Task goal =>
Please return each line of the records below that contains the word "stem", copied without changes.

Source records =>
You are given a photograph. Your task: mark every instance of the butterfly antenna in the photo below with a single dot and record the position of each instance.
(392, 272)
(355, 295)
...
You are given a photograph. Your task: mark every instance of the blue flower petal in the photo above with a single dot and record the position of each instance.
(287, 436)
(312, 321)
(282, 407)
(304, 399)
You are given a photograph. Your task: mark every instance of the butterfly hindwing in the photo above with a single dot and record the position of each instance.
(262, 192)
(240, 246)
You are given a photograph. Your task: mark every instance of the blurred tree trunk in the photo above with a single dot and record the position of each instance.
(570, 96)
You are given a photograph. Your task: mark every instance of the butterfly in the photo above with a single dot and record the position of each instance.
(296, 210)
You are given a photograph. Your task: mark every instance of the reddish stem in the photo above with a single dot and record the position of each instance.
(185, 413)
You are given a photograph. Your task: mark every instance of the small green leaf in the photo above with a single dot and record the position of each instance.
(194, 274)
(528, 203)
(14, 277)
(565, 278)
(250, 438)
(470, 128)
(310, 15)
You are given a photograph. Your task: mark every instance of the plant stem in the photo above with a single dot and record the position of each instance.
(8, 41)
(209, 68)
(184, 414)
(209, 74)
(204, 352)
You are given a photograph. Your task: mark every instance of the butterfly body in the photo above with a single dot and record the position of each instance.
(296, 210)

Answer to this exercise =>
You are given a photograph. Your task: mark every instance of the reddish stem in the photo above with a single dot and record the position of each instance.
You are given a photograph. Your task: mark every instance of the plant stem in the photo above with a single dot and record the position of each instance.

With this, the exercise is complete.